» **Your instructions**
Whenever a line in the records below holds the string "dirt", copy it out.

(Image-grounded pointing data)
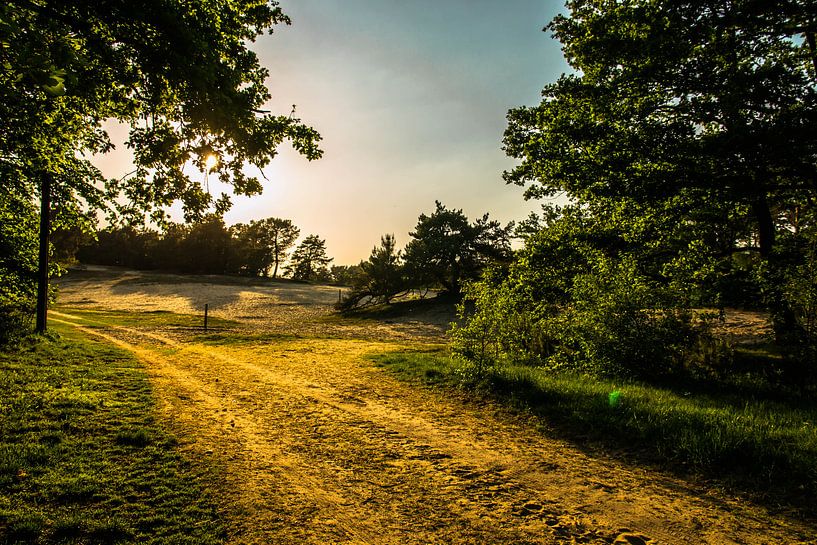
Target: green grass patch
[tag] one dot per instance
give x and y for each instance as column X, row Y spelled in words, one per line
column 148, row 319
column 749, row 438
column 82, row 458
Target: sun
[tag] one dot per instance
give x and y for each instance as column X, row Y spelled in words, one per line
column 210, row 161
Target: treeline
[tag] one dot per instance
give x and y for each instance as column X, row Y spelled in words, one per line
column 446, row 250
column 258, row 248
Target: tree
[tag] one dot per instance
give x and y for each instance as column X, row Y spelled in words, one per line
column 709, row 108
column 180, row 74
column 446, row 248
column 278, row 237
column 380, row 279
column 309, row 260
column 265, row 244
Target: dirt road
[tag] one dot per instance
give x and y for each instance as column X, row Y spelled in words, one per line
column 314, row 444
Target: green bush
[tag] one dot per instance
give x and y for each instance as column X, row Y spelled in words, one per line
column 563, row 304
column 18, row 267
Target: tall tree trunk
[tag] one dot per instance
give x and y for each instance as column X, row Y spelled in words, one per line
column 765, row 225
column 42, row 271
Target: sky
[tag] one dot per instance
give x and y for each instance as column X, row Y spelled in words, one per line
column 410, row 98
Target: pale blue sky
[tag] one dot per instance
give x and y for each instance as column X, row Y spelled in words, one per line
column 410, row 98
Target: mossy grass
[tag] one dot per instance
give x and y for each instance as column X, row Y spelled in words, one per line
column 747, row 435
column 82, row 457
column 148, row 319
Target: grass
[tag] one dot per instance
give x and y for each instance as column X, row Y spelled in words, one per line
column 82, row 458
column 150, row 319
column 762, row 444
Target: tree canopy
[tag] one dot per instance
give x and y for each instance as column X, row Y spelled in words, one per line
column 446, row 248
column 684, row 141
column 180, row 74
column 685, row 100
column 309, row 261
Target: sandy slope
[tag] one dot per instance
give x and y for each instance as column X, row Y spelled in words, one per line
column 313, row 444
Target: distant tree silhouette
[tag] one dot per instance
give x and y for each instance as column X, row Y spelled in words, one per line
column 446, row 249
column 309, row 260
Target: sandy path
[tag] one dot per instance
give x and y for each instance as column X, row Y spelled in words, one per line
column 313, row 444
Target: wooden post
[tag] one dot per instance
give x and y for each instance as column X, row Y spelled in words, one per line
column 42, row 271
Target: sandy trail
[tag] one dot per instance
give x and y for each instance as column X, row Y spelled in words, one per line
column 314, row 444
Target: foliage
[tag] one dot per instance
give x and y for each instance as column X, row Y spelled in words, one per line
column 309, row 260
column 204, row 247
column 18, row 266
column 446, row 248
column 590, row 292
column 180, row 75
column 346, row 275
column 380, row 278
column 82, row 457
column 706, row 107
column 265, row 244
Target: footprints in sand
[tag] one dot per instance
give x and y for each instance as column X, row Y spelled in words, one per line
column 576, row 528
column 628, row 538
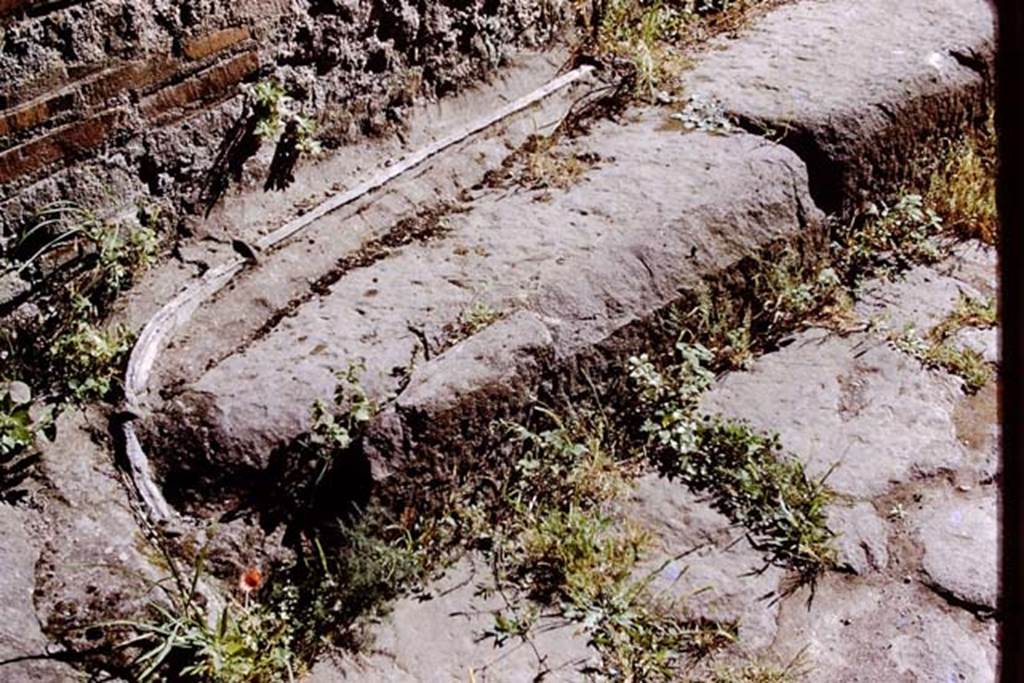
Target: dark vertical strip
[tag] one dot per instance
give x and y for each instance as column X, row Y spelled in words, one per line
column 1010, row 124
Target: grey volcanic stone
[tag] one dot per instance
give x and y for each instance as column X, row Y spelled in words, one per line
column 20, row 635
column 662, row 211
column 855, row 86
column 706, row 561
column 863, row 537
column 920, row 299
column 438, row 638
column 850, row 401
column 960, row 538
column 863, row 632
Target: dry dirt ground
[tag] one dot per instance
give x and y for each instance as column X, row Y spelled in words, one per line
column 914, row 461
column 830, row 98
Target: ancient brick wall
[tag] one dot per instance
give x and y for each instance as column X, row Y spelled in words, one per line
column 117, row 102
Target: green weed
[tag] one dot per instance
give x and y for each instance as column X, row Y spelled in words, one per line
column 20, row 427
column 750, row 478
column 335, row 428
column 962, row 187
column 89, row 359
column 887, row 240
column 938, row 349
column 970, row 312
column 967, row 364
column 556, row 545
column 759, row 673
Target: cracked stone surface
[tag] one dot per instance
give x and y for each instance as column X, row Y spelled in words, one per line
column 863, row 632
column 852, row 403
column 958, row 535
column 439, row 637
column 862, row 537
column 705, row 561
column 854, row 85
column 657, row 212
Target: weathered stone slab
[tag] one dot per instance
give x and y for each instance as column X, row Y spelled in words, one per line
column 960, row 538
column 855, row 86
column 439, row 638
column 862, row 537
column 862, row 632
column 23, row 645
column 853, row 402
column 706, row 562
column 659, row 212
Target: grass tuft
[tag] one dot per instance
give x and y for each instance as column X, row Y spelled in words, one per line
column 962, row 187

» **Task output**
Target: dirt road
Target: dry dirt ground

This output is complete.